--- Working data Enclosed Below ---

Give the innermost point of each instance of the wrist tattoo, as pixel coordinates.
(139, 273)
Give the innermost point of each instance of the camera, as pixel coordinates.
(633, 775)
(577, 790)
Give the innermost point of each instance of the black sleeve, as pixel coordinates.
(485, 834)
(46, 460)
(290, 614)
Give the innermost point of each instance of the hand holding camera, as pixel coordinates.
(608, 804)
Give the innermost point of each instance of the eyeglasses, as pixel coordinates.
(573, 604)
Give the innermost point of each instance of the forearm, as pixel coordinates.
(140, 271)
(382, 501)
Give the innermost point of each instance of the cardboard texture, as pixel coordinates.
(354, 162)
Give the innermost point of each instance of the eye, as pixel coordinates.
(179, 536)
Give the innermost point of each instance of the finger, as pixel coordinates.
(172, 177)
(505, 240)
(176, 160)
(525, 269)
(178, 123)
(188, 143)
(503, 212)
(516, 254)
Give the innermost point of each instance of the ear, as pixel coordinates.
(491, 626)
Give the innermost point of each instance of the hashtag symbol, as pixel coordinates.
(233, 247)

--- End of Enclosed Working data ---

▶ What the task asks:
Give back exactly the lines that run from the line with "Give the innermost point of each instance of the hashtag" through the close of the material, counting both ends, and nothing more.

▶ Solved problem:
Give the innermost point of each instance of the hashtag symbol, as pixel coordinates.
(233, 247)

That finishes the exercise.